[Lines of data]

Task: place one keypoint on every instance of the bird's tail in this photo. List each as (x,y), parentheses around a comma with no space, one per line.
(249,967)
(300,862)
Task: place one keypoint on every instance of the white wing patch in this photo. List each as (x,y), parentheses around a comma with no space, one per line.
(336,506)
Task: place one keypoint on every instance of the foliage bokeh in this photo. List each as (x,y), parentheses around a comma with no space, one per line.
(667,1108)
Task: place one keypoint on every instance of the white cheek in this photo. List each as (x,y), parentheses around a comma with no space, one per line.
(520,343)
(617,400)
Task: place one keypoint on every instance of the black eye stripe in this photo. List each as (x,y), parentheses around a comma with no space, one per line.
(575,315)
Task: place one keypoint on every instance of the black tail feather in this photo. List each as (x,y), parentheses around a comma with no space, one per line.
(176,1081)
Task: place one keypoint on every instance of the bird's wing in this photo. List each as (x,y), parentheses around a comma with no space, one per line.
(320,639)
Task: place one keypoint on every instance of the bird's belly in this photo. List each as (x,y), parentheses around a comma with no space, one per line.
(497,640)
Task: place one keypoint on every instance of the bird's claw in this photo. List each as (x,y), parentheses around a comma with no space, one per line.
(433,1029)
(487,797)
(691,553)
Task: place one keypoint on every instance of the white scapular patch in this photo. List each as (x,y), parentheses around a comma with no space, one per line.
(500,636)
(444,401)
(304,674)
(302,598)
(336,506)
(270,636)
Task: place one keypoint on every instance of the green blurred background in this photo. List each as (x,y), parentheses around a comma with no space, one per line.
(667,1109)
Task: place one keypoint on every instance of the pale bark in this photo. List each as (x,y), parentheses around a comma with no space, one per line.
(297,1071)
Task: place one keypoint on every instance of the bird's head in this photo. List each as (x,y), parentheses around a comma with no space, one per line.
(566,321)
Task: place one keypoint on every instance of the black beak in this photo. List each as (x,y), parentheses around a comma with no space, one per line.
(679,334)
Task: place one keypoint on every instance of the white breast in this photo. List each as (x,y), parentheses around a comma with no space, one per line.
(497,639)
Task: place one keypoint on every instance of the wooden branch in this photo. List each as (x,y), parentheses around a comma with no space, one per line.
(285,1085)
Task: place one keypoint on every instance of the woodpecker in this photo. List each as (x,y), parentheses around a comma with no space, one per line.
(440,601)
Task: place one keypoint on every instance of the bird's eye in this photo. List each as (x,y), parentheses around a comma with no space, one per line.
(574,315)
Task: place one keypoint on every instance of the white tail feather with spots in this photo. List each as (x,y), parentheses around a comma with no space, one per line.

§ **TASK TO CARRY OUT**
Write out the records above again, keeping each one identical to the original.

§ **ANSWER**
Task: place one keypoint on every instance of the bird's tail in this photo. List each as (x,y), parentheses around a comma with no space, one per line.
(249,967)
(300,862)
Task: place one keypoint on every instance of the white wing patch in this photo. List each as (x,y), parentheses around a comma with no space, one per line.
(336,506)
Task: place one keypoint on every instance of the foliage bokeh in this photo. List each as (x,y), parentheses around a comma with no space, one per line.
(667,1108)
Task: place one keypoint on every instance of the white cheek in this photo. List each as (x,y), parentheses around a comma with no space, one per line.
(520,343)
(617,400)
Task: place one keypoint on every instance of the black eye stripe in this photo. List each as (x,y), parentheses around a comma with no space, one per line.
(575,315)
Task: place one keypoint on every instance of the black tail feather in this photo. List each as (x,y), parentheses around a comma with no space, one per line.
(176,1081)
Task: place one keypoint on every instance of the bird's wing in this photo. List each as (x,y), parentheses around a comma with no space, one per line.
(320,639)
Task: place one keypoint on every instance of the bird's belly in this photo. List each as (x,y), parentheses around a comma with no space, one per line.
(497,640)
Task: place one keypoint on every instance of the bird's claw in this photo. List each as (x,y), parentheses around a comma with no space, one per line.
(433,1029)
(487,797)
(691,553)
Task: place one keypoint on every instance of the white scapular patch in this photo. List each as (x,y), parentheses around a comma with no space, one per line.
(500,636)
(444,401)
(304,674)
(302,598)
(336,506)
(270,636)
Task: place one keypoint on every instance of the green blurred background in this photo. List each as (x,y), parentheses around a comma with no space, one per line.
(667,1109)
Task: place one keypoint on every instance of the pale bark in this photo. List each as (x,y), parentheses around a comma with no space, one per line.
(297,1071)
Task: place one keypoint on every instance of the bird's head in this photo. List each as (x,y), parentheses around a comma with no space, one per line.
(566,321)
Task: place one keypoint on every instance of the black beak in this photo. List each as (x,y), parentheses around a comma with no space, one per line.
(679,334)
Task: place one keypoint on every instance of the white breast in this photo. List each as (x,y), parentheses around a comma with no space, one per line.
(497,639)
Task: place one keypoint on every instance of the wooden branch in this photo. List each as (x,y), parentheses around a comma with no space, one per line.
(285,1085)
Task: place one keypoint on every instance of the woodpecker in this photo. List each as (x,y), parentheses around a comma with no space, one per line.
(440,601)
Task: place one keypoint on every instance of the bird's eye in this photo. List each as (x,y), parentheses around a comma with no space, one per line.
(574,315)
Task: place one keypoint on every instance of the white tail feather with spots in this photo. List each as (x,y), parentheses around a comma with no space, one per line.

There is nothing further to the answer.